Material provided:
========

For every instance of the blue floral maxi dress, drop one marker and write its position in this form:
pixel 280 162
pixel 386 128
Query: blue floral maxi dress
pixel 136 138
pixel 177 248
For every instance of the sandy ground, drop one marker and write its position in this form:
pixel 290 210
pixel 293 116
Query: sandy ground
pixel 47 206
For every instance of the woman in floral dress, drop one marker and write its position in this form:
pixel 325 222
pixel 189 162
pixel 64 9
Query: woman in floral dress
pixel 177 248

========

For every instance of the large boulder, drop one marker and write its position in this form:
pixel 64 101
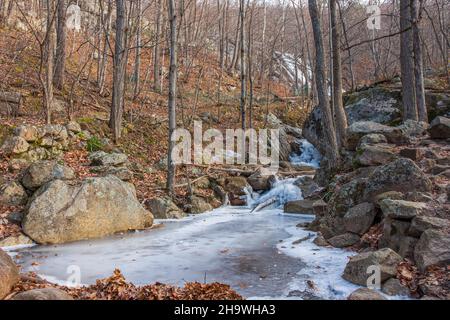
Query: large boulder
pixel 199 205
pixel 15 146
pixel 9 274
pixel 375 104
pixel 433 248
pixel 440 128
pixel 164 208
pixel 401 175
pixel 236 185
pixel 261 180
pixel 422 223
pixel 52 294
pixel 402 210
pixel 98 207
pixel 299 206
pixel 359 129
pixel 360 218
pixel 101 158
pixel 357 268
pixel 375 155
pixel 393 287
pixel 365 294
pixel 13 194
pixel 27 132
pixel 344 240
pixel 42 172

========

Aim:
Please pull out each line from the items above that contains the word "sandy".

Expected output:
For every instance of the sandy ground, drop one marker and write its position in this form:
Query: sandy ground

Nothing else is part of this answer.